═════ Data for this exercise ═════

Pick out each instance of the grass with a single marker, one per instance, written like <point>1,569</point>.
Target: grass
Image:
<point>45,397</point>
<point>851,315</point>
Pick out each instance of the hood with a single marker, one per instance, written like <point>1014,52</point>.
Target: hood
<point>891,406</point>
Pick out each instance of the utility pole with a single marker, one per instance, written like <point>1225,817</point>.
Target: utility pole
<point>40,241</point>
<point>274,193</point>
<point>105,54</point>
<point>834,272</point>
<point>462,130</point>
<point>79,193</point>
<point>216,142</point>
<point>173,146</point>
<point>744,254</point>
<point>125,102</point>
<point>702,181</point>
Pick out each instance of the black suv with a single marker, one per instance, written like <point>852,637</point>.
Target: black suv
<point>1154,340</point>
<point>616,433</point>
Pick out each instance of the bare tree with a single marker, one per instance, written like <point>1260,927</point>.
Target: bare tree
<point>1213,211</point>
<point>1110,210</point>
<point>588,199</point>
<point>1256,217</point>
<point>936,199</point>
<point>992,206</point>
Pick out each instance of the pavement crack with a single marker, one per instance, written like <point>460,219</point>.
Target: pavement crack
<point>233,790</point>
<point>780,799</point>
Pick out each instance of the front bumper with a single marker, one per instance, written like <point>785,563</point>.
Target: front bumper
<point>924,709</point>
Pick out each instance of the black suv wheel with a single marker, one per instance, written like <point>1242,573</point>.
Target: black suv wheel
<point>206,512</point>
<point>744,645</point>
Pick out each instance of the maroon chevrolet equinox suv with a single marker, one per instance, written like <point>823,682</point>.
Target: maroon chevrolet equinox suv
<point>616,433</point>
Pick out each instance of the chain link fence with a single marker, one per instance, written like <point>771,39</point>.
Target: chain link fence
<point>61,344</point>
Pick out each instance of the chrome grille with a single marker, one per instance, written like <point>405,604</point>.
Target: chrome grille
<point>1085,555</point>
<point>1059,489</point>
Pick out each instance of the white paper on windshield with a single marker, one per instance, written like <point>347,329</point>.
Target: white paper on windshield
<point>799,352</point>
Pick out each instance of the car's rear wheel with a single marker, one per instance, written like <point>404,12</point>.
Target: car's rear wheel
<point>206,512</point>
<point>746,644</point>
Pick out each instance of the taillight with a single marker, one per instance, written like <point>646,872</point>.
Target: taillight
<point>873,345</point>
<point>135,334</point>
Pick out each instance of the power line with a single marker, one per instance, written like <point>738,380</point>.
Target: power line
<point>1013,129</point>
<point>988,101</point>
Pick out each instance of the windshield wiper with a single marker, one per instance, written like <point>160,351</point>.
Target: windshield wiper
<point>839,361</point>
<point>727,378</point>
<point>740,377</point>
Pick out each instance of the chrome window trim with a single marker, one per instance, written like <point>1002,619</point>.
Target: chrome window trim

═════

◆ To do: Write out every line of the records above as a numbered list, leaving out any blank lines.

◆ Complete response:
1. Pick out each instance of the grass with a single marker, one per instance, written like <point>1,569</point>.
2. Target: grass
3. Image:
4. <point>45,397</point>
5. <point>851,315</point>
6. Pick out each instance of the hood with a single marker, one per instance, written like <point>1014,52</point>.
7. Target: hood
8. <point>891,406</point>
9. Pick out each instance of the utility pole with a single marker, one per instance, written like <point>1225,817</point>.
10. Target: utility pole
11. <point>40,241</point>
12. <point>274,193</point>
13. <point>105,54</point>
14. <point>834,272</point>
15. <point>462,130</point>
16. <point>79,193</point>
17. <point>216,142</point>
18. <point>173,146</point>
19. <point>744,254</point>
20. <point>125,102</point>
21. <point>702,181</point>
22. Pick out each instance of the black suv with a single marker, one per instance, written like <point>852,637</point>.
23. Target: black suv
24. <point>1154,340</point>
25. <point>616,433</point>
26. Pick out each instance of the bare tree with a single marker, one per instance, written like <point>1260,927</point>.
27. Target: bare tree
28. <point>1213,211</point>
29. <point>1110,210</point>
30. <point>588,199</point>
31. <point>1256,217</point>
32. <point>936,199</point>
33. <point>992,206</point>
34. Pick out each instance of the pavement crack with a single marker, one per instance, written like <point>460,219</point>.
35. Target: pavement crack
36. <point>233,790</point>
37. <point>780,799</point>
38. Pick out each instance of the front bumper with a single marker, one per instance, written like <point>785,563</point>.
39. Target: front bumper
40. <point>924,709</point>
41. Pick out each instance of the black suv wheel with a single marker, one per instance, written like <point>1242,573</point>.
42. Target: black suv wheel
43. <point>206,512</point>
44. <point>744,645</point>
45. Pick out each instance of the maroon chevrolet equinox suv with a single marker, one per instance, written like <point>823,682</point>.
46. Target: maroon chevrolet equinox suv
47. <point>616,433</point>
48. Pick out each instance of the chain link fence with a single marker, one per instance, written like <point>771,39</point>.
49. Target: chain link fence
50. <point>61,344</point>
51. Pick out each instance of the chrome grille with a single marker, one per instance, written like <point>405,604</point>.
52. Target: chrome grille
53. <point>1085,555</point>
54. <point>1059,489</point>
55. Pick out each instance of the white paper on windshield with a single marker, one per instance, written like <point>347,329</point>.
56. Target: white paper on windshield
57. <point>799,352</point>
58. Pick out each instance of the car's rear wheel with a single marker, one per instance, written like <point>404,12</point>.
59. Target: car's rear wheel
60. <point>206,512</point>
61. <point>746,644</point>
62. Pick out each instance of the taillight with a single marker, one per instance, written like <point>646,872</point>.
63. Target: taillight
64. <point>873,345</point>
65. <point>135,334</point>
66. Pick out each instance of the power line with a single marker, one per instance, written like <point>738,380</point>.
67. Target: power line
68. <point>1013,129</point>
69. <point>988,101</point>
70. Pick out each instance of the windshield wiper with a single marker, one per instance, written like <point>160,351</point>.
71. Target: windshield wiper
72. <point>839,361</point>
73. <point>727,378</point>
74. <point>740,377</point>
75. Pick out each instance of the chrome window trim with a single marker, one per instance, written like <point>1002,619</point>.
76. Target: chrome window trim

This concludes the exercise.